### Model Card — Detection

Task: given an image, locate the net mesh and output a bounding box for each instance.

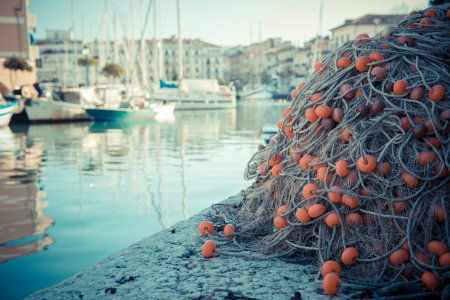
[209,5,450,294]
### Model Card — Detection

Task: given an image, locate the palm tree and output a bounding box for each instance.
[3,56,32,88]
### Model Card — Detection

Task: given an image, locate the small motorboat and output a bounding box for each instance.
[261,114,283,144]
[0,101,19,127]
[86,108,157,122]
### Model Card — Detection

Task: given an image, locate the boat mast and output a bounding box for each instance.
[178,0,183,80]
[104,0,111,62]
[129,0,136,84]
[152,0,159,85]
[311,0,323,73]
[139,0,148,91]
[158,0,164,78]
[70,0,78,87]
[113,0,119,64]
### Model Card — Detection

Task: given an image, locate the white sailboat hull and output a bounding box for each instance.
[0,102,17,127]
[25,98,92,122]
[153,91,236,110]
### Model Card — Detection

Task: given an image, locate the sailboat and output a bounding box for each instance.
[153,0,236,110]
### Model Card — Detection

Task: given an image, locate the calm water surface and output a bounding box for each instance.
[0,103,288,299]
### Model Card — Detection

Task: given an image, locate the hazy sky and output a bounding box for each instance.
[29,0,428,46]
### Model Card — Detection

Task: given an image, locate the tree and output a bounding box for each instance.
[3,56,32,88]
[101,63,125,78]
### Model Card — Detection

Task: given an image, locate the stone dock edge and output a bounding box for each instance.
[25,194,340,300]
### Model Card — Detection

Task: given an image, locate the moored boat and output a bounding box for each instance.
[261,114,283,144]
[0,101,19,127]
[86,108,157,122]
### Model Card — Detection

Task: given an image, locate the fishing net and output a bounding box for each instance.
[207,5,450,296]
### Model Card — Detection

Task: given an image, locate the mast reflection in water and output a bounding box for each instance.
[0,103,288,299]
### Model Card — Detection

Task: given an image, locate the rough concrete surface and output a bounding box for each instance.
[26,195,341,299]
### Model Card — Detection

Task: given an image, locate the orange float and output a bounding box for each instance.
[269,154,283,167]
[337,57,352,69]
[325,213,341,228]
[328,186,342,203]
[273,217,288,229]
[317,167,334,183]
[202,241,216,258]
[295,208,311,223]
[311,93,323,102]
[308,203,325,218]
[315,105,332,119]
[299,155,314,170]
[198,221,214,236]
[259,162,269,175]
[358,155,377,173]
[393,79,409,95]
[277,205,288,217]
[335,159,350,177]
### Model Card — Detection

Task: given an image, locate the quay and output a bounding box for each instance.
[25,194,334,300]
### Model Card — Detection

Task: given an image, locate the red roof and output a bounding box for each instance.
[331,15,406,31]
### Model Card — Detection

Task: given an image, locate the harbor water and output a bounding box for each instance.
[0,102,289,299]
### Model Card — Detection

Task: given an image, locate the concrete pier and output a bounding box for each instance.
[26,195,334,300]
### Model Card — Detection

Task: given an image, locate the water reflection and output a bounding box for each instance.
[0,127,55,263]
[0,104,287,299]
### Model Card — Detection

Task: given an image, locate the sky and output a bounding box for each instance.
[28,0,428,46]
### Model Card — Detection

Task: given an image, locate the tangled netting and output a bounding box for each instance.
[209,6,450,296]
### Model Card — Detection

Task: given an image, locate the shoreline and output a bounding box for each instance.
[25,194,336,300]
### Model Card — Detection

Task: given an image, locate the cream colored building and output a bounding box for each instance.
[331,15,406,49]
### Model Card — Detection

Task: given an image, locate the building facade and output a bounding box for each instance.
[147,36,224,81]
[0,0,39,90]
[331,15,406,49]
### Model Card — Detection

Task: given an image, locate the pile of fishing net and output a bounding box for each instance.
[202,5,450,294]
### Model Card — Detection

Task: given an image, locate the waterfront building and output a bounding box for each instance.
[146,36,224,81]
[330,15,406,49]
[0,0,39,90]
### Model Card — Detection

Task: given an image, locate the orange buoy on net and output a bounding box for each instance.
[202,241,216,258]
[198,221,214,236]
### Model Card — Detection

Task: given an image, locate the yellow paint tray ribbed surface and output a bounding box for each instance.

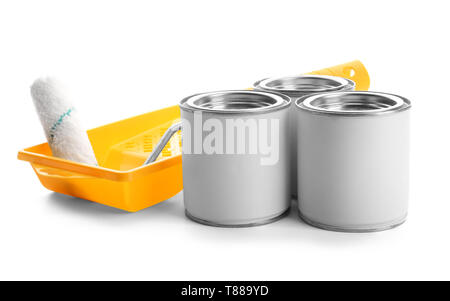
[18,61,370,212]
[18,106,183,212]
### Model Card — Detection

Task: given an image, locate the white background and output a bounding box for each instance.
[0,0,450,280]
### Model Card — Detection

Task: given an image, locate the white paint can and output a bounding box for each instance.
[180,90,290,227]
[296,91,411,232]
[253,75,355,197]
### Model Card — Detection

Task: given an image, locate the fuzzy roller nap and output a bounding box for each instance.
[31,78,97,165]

==

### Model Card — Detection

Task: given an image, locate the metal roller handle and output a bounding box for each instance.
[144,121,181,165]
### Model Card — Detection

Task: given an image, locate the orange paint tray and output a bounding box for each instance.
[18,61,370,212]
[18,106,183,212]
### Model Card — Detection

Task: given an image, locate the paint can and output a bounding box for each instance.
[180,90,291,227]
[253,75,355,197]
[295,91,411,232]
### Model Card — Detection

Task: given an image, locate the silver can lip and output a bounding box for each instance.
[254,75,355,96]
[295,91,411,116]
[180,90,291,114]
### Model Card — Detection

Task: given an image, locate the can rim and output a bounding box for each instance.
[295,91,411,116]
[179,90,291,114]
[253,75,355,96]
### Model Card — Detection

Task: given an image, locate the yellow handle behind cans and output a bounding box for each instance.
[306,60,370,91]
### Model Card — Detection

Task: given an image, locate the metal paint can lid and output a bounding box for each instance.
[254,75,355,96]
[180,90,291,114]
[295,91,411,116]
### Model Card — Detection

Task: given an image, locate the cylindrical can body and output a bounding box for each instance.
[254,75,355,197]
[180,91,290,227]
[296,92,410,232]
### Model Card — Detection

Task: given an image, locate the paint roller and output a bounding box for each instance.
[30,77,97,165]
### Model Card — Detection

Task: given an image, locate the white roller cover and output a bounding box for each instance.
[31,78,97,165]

--

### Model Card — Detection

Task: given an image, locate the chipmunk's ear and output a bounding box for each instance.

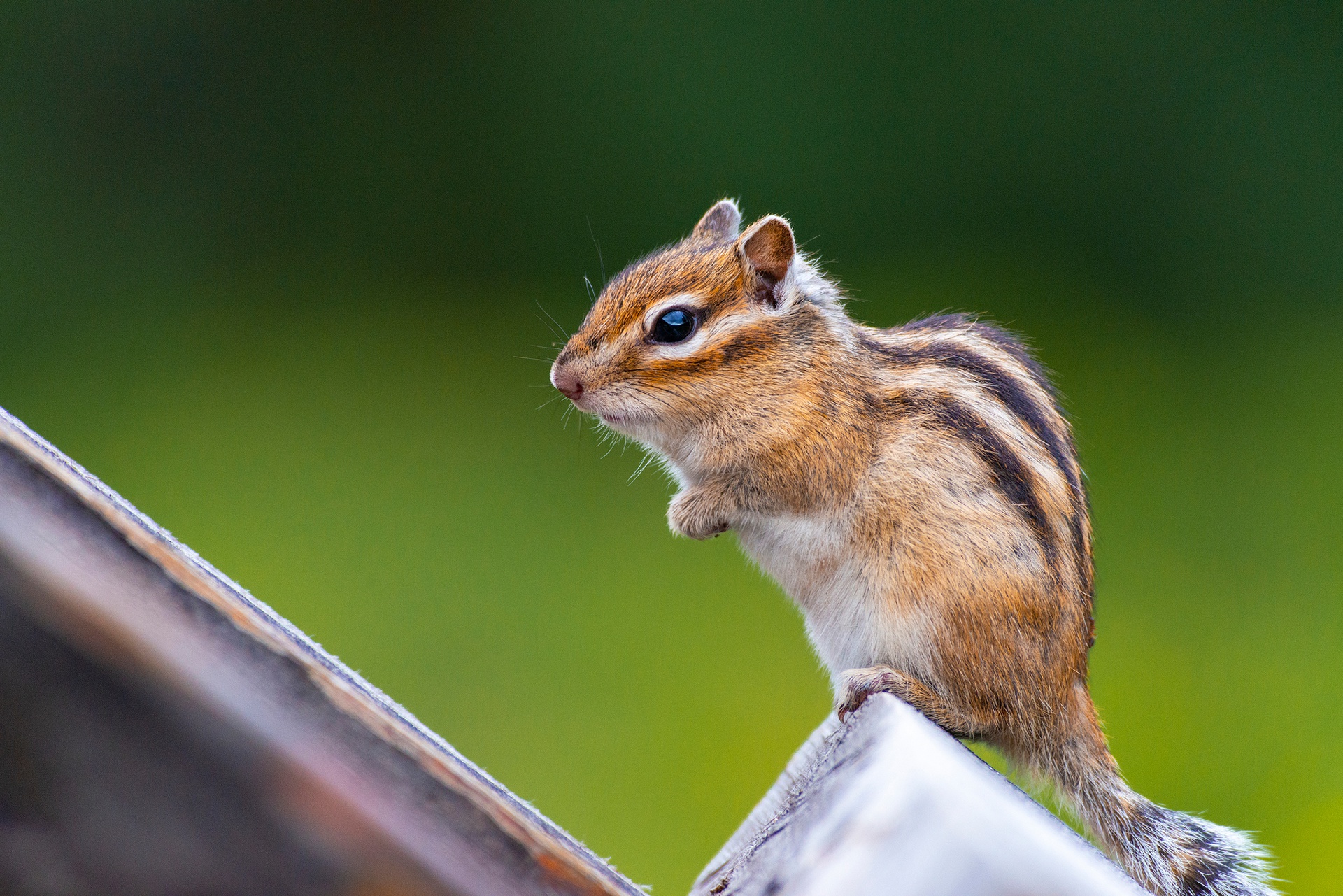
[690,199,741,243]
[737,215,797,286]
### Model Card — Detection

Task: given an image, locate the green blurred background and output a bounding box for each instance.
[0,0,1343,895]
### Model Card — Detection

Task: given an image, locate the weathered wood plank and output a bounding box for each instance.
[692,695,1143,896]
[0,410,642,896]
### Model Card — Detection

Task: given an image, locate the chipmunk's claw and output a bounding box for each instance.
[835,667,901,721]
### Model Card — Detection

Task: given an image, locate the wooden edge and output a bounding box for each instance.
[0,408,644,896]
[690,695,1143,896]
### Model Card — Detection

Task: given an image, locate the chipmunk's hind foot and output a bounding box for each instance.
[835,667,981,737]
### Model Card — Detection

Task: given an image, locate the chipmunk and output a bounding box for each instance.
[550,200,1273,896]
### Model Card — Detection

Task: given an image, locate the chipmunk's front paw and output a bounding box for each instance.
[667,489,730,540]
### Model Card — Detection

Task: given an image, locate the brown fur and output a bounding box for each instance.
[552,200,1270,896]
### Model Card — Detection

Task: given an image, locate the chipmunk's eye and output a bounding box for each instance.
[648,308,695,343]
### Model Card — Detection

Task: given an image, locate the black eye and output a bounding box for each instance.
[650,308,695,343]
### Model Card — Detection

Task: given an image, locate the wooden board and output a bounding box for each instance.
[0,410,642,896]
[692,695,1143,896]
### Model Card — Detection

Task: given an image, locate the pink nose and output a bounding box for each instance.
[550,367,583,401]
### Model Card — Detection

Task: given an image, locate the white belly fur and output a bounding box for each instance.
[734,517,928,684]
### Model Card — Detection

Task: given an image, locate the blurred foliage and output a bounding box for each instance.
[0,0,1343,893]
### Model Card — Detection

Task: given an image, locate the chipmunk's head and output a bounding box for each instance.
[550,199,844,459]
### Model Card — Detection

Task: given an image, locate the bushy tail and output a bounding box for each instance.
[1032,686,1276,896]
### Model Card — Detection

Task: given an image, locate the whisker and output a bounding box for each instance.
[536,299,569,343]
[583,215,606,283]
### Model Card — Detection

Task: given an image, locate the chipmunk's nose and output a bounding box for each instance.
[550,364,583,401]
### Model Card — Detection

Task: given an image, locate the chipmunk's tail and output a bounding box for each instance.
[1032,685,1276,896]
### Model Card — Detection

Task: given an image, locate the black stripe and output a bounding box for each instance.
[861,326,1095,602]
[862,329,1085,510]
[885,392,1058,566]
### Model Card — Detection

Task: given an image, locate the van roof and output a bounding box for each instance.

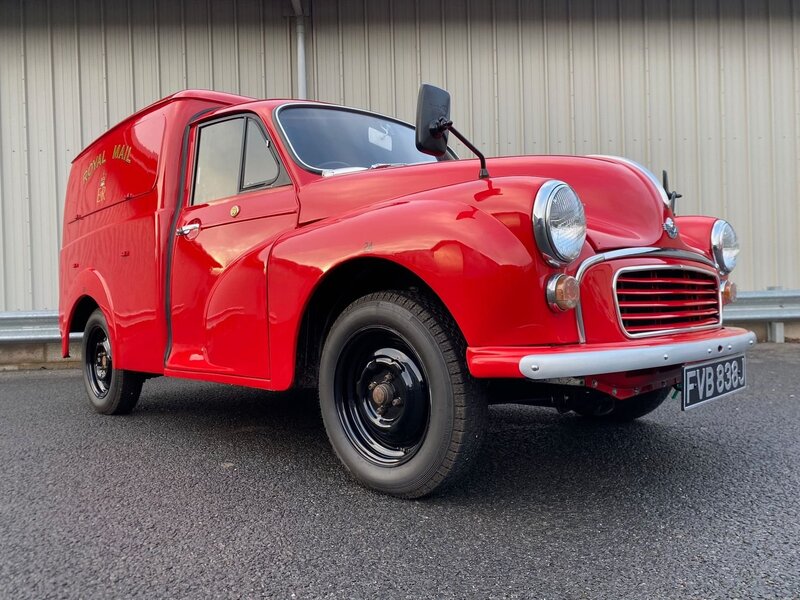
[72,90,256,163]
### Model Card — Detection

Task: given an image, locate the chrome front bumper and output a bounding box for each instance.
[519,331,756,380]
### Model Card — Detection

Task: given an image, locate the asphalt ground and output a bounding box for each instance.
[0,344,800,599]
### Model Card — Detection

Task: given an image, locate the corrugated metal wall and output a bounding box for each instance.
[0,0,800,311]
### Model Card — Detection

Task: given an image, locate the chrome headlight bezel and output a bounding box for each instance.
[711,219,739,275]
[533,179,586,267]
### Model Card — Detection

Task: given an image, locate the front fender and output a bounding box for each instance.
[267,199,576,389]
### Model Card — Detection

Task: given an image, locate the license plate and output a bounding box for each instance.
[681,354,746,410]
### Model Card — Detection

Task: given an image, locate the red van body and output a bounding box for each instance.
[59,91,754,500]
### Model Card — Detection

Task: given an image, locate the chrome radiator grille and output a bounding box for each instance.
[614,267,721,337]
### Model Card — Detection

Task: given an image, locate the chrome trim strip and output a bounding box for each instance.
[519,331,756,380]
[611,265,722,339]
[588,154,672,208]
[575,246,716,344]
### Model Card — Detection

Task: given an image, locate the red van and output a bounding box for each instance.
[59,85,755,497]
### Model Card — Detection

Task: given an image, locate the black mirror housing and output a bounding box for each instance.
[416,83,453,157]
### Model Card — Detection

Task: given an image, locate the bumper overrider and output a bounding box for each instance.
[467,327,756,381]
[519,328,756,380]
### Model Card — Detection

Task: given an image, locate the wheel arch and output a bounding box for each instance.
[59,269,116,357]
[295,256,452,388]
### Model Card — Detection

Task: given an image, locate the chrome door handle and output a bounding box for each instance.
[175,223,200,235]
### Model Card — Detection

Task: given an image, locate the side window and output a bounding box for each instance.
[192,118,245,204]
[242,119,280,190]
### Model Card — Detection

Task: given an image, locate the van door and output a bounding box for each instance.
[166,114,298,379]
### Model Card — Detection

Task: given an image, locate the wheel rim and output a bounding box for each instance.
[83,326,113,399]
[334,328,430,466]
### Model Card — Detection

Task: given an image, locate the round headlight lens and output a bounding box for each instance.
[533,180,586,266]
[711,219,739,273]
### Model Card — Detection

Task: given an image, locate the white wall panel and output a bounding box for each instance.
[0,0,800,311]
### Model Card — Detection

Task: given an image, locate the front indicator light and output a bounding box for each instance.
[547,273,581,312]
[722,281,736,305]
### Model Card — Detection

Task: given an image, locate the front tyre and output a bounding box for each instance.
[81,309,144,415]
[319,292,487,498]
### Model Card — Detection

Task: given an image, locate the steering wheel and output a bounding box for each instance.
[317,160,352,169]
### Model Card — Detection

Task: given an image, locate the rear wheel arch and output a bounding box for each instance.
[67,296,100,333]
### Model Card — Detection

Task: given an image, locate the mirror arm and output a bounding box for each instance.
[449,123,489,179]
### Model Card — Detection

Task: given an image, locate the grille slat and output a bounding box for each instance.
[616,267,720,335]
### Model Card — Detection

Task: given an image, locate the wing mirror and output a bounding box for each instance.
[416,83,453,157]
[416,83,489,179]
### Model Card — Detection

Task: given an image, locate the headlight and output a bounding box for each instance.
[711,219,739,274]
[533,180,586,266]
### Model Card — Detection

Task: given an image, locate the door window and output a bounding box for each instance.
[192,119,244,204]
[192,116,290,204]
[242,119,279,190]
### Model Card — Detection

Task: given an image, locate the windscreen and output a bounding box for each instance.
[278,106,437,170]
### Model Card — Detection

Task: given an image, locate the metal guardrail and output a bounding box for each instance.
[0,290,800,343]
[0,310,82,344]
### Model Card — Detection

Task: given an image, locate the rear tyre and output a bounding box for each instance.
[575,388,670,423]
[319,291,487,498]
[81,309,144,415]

**WHAT TO DO:** Count the lines in the rows above that contain the string "arch", treating uppercase and lowercase as different. Give only the number.

**RESULT OF THE TASK:** 2